* _EXERCISE AIM_:
Below is a block of records; return all of them exactly, but without the images.

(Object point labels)
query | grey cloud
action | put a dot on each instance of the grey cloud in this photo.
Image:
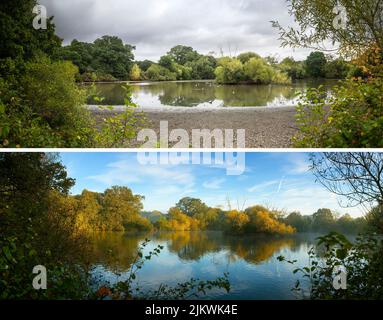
(155, 26)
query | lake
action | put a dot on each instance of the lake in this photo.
(205, 94)
(251, 261)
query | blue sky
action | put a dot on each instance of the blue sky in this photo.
(278, 180)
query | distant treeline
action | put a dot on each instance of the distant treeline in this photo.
(108, 59)
(118, 209)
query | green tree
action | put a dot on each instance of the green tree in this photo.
(317, 23)
(192, 207)
(323, 220)
(18, 39)
(120, 208)
(337, 69)
(315, 64)
(183, 54)
(135, 73)
(159, 73)
(144, 65)
(112, 56)
(299, 222)
(246, 56)
(258, 71)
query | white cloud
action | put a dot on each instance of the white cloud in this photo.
(126, 171)
(214, 183)
(263, 186)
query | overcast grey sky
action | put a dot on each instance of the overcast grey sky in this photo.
(154, 26)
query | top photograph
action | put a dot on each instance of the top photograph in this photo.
(247, 74)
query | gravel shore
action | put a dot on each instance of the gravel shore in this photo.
(265, 127)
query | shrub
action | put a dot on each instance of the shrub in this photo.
(351, 117)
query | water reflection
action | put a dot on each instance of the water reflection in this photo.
(255, 272)
(205, 94)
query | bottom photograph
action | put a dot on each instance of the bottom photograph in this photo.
(191, 226)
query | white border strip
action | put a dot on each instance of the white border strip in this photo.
(191, 150)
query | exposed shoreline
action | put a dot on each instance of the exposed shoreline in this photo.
(265, 127)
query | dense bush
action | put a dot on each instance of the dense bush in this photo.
(352, 116)
(362, 262)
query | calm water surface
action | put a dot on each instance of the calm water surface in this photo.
(254, 271)
(205, 94)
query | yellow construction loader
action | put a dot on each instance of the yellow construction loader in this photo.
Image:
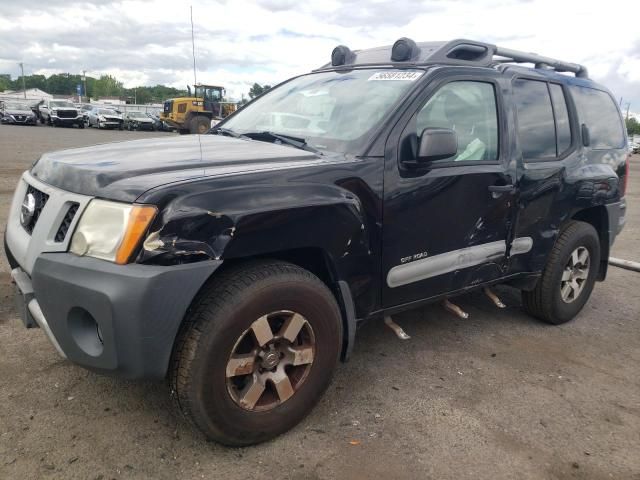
(195, 113)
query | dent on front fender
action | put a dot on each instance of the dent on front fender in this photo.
(258, 222)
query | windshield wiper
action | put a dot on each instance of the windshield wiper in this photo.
(226, 131)
(296, 142)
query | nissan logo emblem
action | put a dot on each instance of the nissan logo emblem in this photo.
(28, 209)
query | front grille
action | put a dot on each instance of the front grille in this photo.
(41, 200)
(67, 114)
(61, 234)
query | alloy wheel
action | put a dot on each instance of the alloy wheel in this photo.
(575, 275)
(270, 361)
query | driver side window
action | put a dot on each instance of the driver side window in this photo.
(469, 109)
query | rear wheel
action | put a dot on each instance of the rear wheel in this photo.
(569, 276)
(256, 353)
(199, 125)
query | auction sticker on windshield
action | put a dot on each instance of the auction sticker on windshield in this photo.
(406, 76)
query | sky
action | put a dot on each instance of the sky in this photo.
(240, 42)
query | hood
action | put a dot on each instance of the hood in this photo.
(125, 170)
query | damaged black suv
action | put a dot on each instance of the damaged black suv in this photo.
(239, 263)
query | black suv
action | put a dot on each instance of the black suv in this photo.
(238, 264)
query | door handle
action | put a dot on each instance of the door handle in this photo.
(502, 188)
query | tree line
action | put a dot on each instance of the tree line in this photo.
(65, 84)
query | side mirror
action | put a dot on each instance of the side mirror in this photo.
(586, 138)
(437, 144)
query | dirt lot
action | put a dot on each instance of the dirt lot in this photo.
(499, 395)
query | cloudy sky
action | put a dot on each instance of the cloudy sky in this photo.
(240, 42)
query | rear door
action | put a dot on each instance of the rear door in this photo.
(447, 225)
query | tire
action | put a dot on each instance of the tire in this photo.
(199, 125)
(546, 300)
(221, 319)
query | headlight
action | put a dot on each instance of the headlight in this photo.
(110, 230)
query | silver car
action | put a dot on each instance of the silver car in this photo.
(138, 121)
(17, 113)
(104, 118)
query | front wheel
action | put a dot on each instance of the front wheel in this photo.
(257, 351)
(569, 276)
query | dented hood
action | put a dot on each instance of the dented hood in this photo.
(124, 170)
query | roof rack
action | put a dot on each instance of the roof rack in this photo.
(405, 52)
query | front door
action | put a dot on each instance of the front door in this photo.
(447, 224)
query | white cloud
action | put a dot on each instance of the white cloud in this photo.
(266, 41)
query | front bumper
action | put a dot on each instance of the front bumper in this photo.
(616, 214)
(67, 121)
(110, 123)
(115, 319)
(9, 119)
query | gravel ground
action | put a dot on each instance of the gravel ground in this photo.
(499, 395)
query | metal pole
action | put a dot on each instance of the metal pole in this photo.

* _RESULT BELOW_:
query | grey cloud
action | put a dot on each instance of the grey cloud in this photo.
Image:
(155, 26)
query | lake
action | put a dot on each instance of the lake in this photo.
(205, 94)
(251, 261)
query | blue sky
action | put a dot on each instance of the blue sky in this photo.
(278, 180)
query | distant treeline
action | put a dot on each instance of the distant treeline in this photo.
(108, 59)
(118, 209)
query | green tree
action | put a dot on each instance of the green tree in this photo.
(317, 23)
(192, 207)
(323, 220)
(18, 39)
(120, 208)
(337, 69)
(315, 64)
(183, 54)
(135, 73)
(159, 73)
(144, 65)
(112, 56)
(299, 222)
(246, 56)
(258, 71)
query | white cloud
action | put a dot on each instance of the white cloud in this photo.
(126, 171)
(214, 183)
(263, 186)
query | overcast grey sky
action | put a dot on each instance of the overcast grey sky in this photo.
(154, 26)
query | top photograph
action | put a dot on each instance of the top photograph in this photo.
(247, 74)
query | gravel shore
action | put a dot on each instance of the gravel shore in this photo.
(265, 127)
query | shrub
action | put a dot on each instance of the shrub in this photo.
(351, 117)
query | water reflection
action | put a dot on each instance of the water reflection in this photo.
(255, 272)
(205, 94)
query | bottom photograph
action | put a dot on each instance of the bottom photograph in this photo.
(191, 226)
query | white border strip
action | put a dot on each instance of the white border strip in this photo.
(191, 150)
query | exposed shoreline
action | put a dot on each instance of the exposed shoreline in this photo.
(265, 127)
query | dense bush
action | put a dot on each instance of the dense bush in this photo.
(352, 116)
(362, 262)
query | calm water surface
action | put a dot on each instance of the calm water surface in this photo.
(254, 271)
(205, 94)
query | yellow construction loader
action | put a dot on each instance of the yellow construction loader in this photo.
Image:
(195, 113)
query | dent on front fender
action | put a dot on each instance of the dent on front fender in this photo.
(258, 222)
query | windshield wiper
action | put a dot on each instance of the windshield wiper in this photo.
(226, 131)
(296, 142)
query | nissan logo emblem
action | put a dot on each instance of the nissan logo emblem in this photo.
(28, 209)
query | front grille
action | put a dot on each instance of the front grille in this photo.
(41, 200)
(67, 114)
(61, 234)
query | alloy wheel
action | put a dot on each instance of the alloy wheel in this photo.
(575, 275)
(270, 361)
query | driver side window
action | put a dot on each instance of the driver side window in this photo.
(469, 109)
query | rear wheel
action | put a dot on each instance of the rear wheel in this photo.
(569, 276)
(256, 353)
(199, 125)
query | auction sticker on windshield
action | put a dot on each instance of the auction sticker on windshield in this photo.
(406, 76)
query | sky
action | put a dot on each instance of the sky in this photo.
(240, 42)
query | hood
action | put a dot on each instance of the hood in this photo.
(125, 170)
query | damaged black suv
action | put a dot on each instance of the damaged black suv in this photo.
(239, 263)
query | black suv
action | put a dot on each instance of the black suv in this photo.
(238, 264)
query | door handle
action | put a dot on each instance of the door handle in this photo.
(502, 188)
query | tree line
action | put a dot on each instance of the tree line in this photo.
(65, 84)
query | side mirror
action | put a dot on each instance of the side mirror in this photo.
(586, 138)
(437, 144)
query | dirt lot
action | put a dot on each instance of the dirt lot in this photo.
(499, 395)
query | cloudy sky
action | put a dot on each instance of the cloudy sky in this photo.
(240, 42)
query | rear door
action | put a dot on each instance of the rear door in this photo.
(447, 225)
query | tire
action | put a dot on each instance of the tire in this photo.
(199, 125)
(546, 300)
(221, 319)
query | headlight
action | put a dot on each instance of the headlight in this photo.
(110, 230)
query | silver car
action | put a dot on each instance of the silver car in this photo.
(138, 121)
(17, 113)
(104, 118)
query | front wheel
action | put a dot on each instance of the front wheel in this photo.
(257, 351)
(569, 276)
query | dented hood
action | put a dot on each instance of the dented hood in this photo.
(124, 170)
query | roof rack
action | put a dot on each instance of the roof rack in this photo.
(405, 52)
query | front door
action | put a dot on each instance of the front door in this photo.
(447, 224)
query | white cloud
action | put a dot on each instance of the white cloud in this photo.
(266, 41)
query | front bumper
action | put a dot on each instance of the front bumper in this photo.
(616, 214)
(67, 121)
(110, 123)
(115, 319)
(9, 119)
query | gravel ground
action | put a dot on each instance of the gravel ground in this photo.
(499, 395)
query | metal pole
action | put a dot on each instance of the metal pole in this photo.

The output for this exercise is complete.